#### TASKS FOR THIS EXERCISE
A. In the review of the Blossoms concert, which band were Blossoms supporting when they last played Bristol?
B. Carry on writing the review of the Blossoms concert at Thekla, beginning after its final sentence.

#### EXERCISE PASSAGE

==============================

Review: Blossoms’ Tuneful Statement of Intent at Thekla

4-stars22nd October 2015

 

untitled-1Last visiting Bristol in an impressive support slot for The Charlatans at the O2 Academy in March, Stockport quintet Blossoms boarded the good ship Thekla as bona fide headliners of a UK tour that had already witnessed sell out shows in Glasgow, Leeds, Liverpool, London and Birmingham. Championed on BBC 6 Music and already displaying a promising ear for melody within their hitherto scant offerings of retro inspired guitar pop, it’s a little surprising to see that tonight’s show has fallen short in also achieving sold out status.

Arriving onstage, all skinny jeans, white blazers and spangled, slightly Bolan-esque jackets, Blossoms head straight in with the playful, eighties tinged keyboard riff of ‘Cut Me And I’ll Bleed’. Echoes of Jefferson Airplane’s ‘Somebody To Love’ aside, it offers early evidence of the group’s ability to deliver tuneful choruses.

==============================

#### DATA EXTRACTS
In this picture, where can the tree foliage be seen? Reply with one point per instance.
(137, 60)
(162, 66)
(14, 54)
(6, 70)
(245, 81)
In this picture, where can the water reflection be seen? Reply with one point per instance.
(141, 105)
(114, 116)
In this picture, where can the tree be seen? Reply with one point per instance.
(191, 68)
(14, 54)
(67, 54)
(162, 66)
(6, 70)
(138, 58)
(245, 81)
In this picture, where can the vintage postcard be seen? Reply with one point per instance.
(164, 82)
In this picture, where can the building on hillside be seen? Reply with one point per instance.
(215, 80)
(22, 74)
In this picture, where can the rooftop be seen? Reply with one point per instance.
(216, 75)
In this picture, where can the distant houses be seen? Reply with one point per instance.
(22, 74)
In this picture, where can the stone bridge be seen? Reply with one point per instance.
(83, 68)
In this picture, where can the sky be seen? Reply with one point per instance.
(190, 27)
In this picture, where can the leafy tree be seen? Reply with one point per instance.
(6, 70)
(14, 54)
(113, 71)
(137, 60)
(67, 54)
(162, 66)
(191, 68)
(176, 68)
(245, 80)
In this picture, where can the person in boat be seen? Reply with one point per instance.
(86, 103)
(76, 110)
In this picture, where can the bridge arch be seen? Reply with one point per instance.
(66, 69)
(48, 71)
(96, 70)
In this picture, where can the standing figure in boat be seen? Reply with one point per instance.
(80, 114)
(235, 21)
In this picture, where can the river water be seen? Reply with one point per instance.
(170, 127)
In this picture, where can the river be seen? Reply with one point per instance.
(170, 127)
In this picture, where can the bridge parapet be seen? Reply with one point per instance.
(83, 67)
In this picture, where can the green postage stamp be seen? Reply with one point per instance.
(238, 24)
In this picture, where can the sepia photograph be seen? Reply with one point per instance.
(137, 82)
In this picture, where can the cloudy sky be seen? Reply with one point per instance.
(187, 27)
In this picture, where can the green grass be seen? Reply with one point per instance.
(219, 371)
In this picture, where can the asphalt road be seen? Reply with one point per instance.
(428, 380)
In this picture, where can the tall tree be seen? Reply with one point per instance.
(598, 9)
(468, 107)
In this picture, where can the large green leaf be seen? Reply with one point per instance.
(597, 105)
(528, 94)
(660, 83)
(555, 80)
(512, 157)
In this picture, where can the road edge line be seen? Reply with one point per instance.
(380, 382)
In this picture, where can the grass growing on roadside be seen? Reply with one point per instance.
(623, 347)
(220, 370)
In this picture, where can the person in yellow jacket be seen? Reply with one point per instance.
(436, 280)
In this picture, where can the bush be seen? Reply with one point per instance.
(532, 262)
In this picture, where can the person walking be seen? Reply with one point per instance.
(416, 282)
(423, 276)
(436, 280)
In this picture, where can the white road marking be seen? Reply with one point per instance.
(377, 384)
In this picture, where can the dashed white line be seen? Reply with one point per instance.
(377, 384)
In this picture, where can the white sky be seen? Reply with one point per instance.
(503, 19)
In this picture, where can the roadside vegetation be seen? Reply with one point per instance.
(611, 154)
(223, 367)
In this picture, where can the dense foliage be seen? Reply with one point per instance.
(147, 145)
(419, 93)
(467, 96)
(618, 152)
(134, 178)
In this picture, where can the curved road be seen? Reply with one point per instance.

==============================

#### EXPECTED RESPONSES
A. The Charlatans

B.
Featuring lead singer Tom Ogden’s offbeat guitar stabs and keyboardist Myles Kellock’s psychedelic organ swells, ‘You Pulled A Gun On Me’ is a nod to The Doors while the eighties vibes return with the infectious synths of the title track from the upcoming ‘Charlemagne’ EP; propelled forward by Kellock’s simultaneously playing of two keyboards and punctuated by guitarist Josh Dewhurst’s screeching string bends, it is the arguably the band’s most immediate tune.

While Blossoms have sometimes been branded with the “psych-revival” moniker of bands such as Goat, Hookworms and Temples, their strict focus on melody seems to offer a lighter spin on psychedelia. While songs like ‘Smoke’, with its retro keyboards and spiralling, reverbed guitar riffs, contain all the psychedelic hallmarks, the group is unabashed in mixing it up with ultra-poppy synth lines, the occasional glam-rock stomp and lovelorn romanticism such as in the acoustic led ‘My Favourite Room’. Even the chorus to 6 Music favourite ‘Blown Rose’ seems to contain the briefest flicker of Lionel Richie’s ‘Hello’.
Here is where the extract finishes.